> **What you need to do**: Reproduce each of the following records word for word, leaving every line unchanged.
=====
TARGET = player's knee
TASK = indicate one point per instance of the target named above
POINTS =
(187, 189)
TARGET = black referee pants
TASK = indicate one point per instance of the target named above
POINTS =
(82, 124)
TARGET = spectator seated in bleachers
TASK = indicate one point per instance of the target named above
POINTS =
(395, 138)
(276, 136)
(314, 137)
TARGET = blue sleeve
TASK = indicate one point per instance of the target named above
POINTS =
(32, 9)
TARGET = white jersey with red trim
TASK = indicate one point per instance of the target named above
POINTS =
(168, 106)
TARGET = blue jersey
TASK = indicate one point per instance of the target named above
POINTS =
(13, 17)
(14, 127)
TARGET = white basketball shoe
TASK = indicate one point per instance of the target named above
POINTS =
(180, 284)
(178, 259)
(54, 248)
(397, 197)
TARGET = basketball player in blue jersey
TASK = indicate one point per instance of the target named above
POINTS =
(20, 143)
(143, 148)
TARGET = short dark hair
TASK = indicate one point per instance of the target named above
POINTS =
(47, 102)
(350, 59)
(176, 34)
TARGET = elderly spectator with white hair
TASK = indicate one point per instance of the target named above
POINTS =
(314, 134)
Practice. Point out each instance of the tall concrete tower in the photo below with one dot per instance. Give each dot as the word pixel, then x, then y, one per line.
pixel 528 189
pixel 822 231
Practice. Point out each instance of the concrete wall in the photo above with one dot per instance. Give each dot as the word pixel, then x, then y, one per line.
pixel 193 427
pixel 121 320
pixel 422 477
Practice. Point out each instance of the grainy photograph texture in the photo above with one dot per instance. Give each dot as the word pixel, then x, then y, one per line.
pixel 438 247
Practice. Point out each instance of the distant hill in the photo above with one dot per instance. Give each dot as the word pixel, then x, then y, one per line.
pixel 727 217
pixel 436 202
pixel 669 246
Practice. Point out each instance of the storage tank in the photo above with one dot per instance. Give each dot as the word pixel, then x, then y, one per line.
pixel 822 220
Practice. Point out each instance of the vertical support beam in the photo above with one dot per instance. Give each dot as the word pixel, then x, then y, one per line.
=====
> **Answer to the task**:
TARGET = player's knee
TASK = indicate one point per instance of the target named above
POINTS =
(187, 189)
TARGET = black referee pants
TASK = indicate one point per instance of the target named above
POINTS =
(82, 124)
TARGET = spectator seated in bleachers
TASK = indicate one point per instance of the target named above
POINTS =
(395, 138)
(276, 136)
(314, 137)
TARGET = blue sleeve
TASK = indicate one point per instance of the target named above
POINTS =
(32, 9)
TARGET = white jersey with red trim
TASK = indicate one point per instance of the target named above
POINTS =
(168, 106)
TARGET = blue jersey
TASK = indicate one point per instance of the target named above
POINTS =
(13, 17)
(14, 127)
TARGET = white basketball shoe
TASK = indicate one point per instance of the target named above
POINTS =
(180, 284)
(178, 259)
(54, 248)
(397, 197)
TARGET = basketball player in blue jersey
TASK = indicate one point per instance of the target named above
POINTS =
(20, 143)
(143, 148)
TARGET = short dark hair
TASK = indicate one point per instance of the target named above
POINTS =
(47, 102)
(350, 59)
(176, 34)
TARGET = elderly spectator with white hair
TASK = indicate one point per instance of the target named above
POINTS =
(314, 134)
Practice. Point out each instance of the tall concrete tower in the photo below with one dot per instance. Give each dot as the word pixel, then x, then y, one per line.
pixel 528 189
pixel 822 231
Practice. Point out each instance of the concrete wall in the photo above with one dot per instance. Give each dot as the word pixel, then x, then y, one per line.
pixel 193 427
pixel 121 320
pixel 422 477
Practice. Point out each instance of the grainy photograph texture in the photo above with one dot per instance. Give each dot as the word pixel, then x, then y, one per line.
pixel 438 247
Practice. Point out each instance of the distant hill in the photo above with one dot per instance. Give each dot as the word pixel, then x, then y, one per line.
pixel 727 217
pixel 436 202
pixel 669 246
Practice. Point out each instance of the storage tank in the photo above with one dot per instance. Give each dot as the word pixel, then x, then y, one per line.
pixel 822 220
Practice. Point out each instance of the vertical support beam in the photo above with one dot per instance. Give each dot as the word pixel, then x, then y, one per line.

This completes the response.